▸ **Tarea A**
Imprime el fragmento del texto sobre Henri Tincq desde "Tincq criticaba que" hasta "moral, la incoherencia.".
▸ **Tarea B**
Según el texto sobre Henri Tincq:
(i) ¿Con qué apodo era conocida Paloma Gómez Borrero?
(ii) ¿A qué publicación concedió Tincq una entrevista antes de morir?
(iii) ¿Qué cardenales advertían en los años 1980 que el Frente Nacional era neopagano y antievangélico?

Cuando se empiezan a marchar tus referentes, una especie de frío interno se te instala en el esqueleto y ya no te abandona. Vives para siempre con tus muertos. Fue un fenómeno que nos afectó a los que tenemos la manía del periodismo religioso, cuando murió sin aviso previo la periodista televisiva española Paloma Gómez Borrero. La veterana reportera vaticanista, que se fue el día de mi cumpleaños, era conocida como "Papaloma", por su proximidad y cobertura de los vuelos papales. Ahora ha sido el turno, por culpa del coronavirus, del leyendario francés Henri Tincq. Mi padre me recortaba todos sus artículos, siempre polémicos, escritos con finura e ingenio, enrabiados con una Iglesia que él quería mucho más humilde. Fue un periodista religioso auténticamente duro para con las jerarquías y supo analizar la Iglesia posconciliar y hacerla interesante para un público culto francés no necesariamente acostumbrado a las religiones y que se miraba este tema con las gafas no siempre nítidas de la aparente neutral laicismo.

Antes de morir concedió una entrevista a Le Monde des Religiones donde confesaba que ya no reconocía a su Iglesia, que había visto con un viraje peligroso hacia la derecha. Uno de sus libros es El gran miedo de los católicos en Francia. Este caballero de la Legión de Honor contribuyó a ampliar el conocimiento de los franceses sobre religión con la Larousse de las Religiones. Desconcertado con la elección de Ratzinger, diseñó objetivos para la Iglesia que veía demasiado cerca de la deriva fundamentalista. Fue acusado de ser más amigo de los protestantes que de los católicos y a los ortodoxos los veía con una cierta reticencia. Él quería una Iglesia social, generosa, ecuménica y no tanto disciplinaria y dogmática, una Iglesia que le dio herramientas para la vida, para la fe y para su vida profesional. Se irritaba ante la arrogancia de quien no sabe encarar una sociedad laica, pluralista y multicultural argumentando que así se borran las referencias cristianas. Reconocía que la hegemonía cultural de una izquierda liberal daría, a Francia, un sentimiento a los católicos que son los eternos perdedores en la evolución de la sociedad, especialmente en derechos individuales.

Tincq criticaba que los obispos fueran tibios y poco combativos ante la recuperación de la extrema derecha dentro del electorado católico y añoraba las voces de cardenales como Lustiger o Decourtray en los años 1980 advirtiendo que el Frente Nacional era neopagano y antievangélico. Este periodista socarrón y complejo defendía que para el Estado la Iglesia tenía que ser un socio, un interlocutor a tener en cuenta, sin tocar las reglas de la laicidad, pero sí como parte dialogante en temas de interés nacional como la educación, la bioética, los refugiados e inmigrantes, la solidaridad. No estaba alelado y tenía mucha conciencia de los riesgos del integrismo (no sólo de la religión, también de la política). Paradójicamente el virus de la Covid-19 ha matado a quien más advirtió del virus del fundamentalismo, las identidades exclusivistas, el falso doble discurso moral, la incoherencia.

▸ **Filas extraídas**
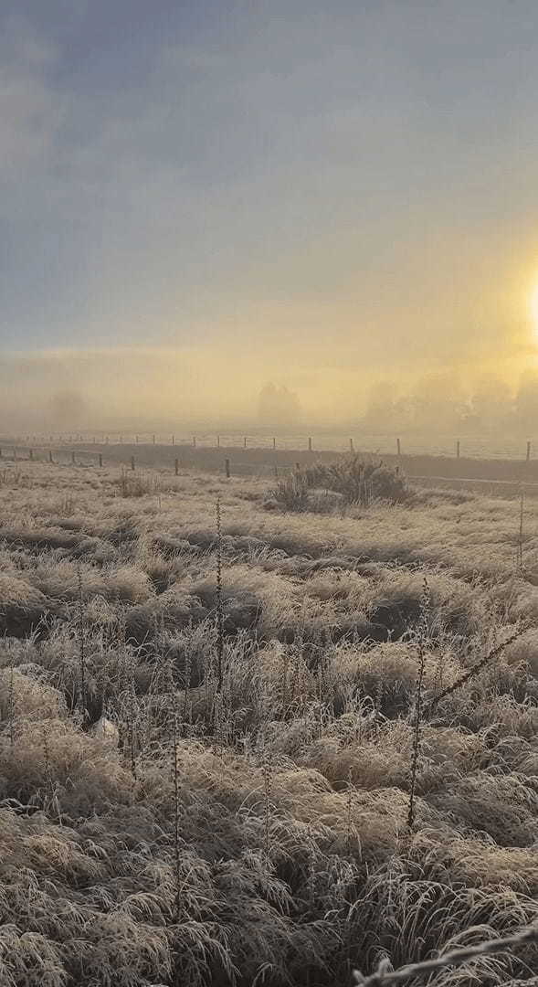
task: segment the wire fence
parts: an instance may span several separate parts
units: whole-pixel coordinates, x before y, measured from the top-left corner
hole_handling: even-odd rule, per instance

...

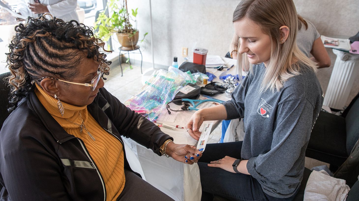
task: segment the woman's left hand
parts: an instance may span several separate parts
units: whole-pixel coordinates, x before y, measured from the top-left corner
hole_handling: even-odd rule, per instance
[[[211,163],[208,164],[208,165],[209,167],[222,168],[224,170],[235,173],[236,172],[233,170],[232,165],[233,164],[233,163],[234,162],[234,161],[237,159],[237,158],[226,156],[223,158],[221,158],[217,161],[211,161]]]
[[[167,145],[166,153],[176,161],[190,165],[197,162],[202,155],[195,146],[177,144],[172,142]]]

▸ **Resultado del ejercicio A**
Tincq criticaba que los obispos fueran tibios y poco combativos ante la recuperación de la extrema derecha dentro del electorado católico y añoraba las voces de cardenales como Lustiger o Decourtray en los años 1980 advirtiendo que el Frente Nacional era neopagano y antievangélico. Este periodista socarrón y complejo defendía que para el Estado la Iglesia tenía que ser un socio, un interlocutor a tener en cuenta, sin tocar las reglas de la laicidad, pero sí como parte dialogante en temas de interés nacional como la educación, la bioética, los refugiados e inmigrantes, la solidaridad. No estaba alelado y tenía mucha conciencia de los riesgos del integrismo (no sólo de la religión, también de la política). Paradójicamente el virus de la Covid-19 ha matado a quien más advirtió del virus del fundamentalismo, las identidades exclusivistas, el falso doble discurso moral, la incoherencia.

▸ **Resultado del ejercicio B**
(i) "Papaloma".
(ii) A Le Monde des Religiones.
(iii) Lustiger y Decourtray.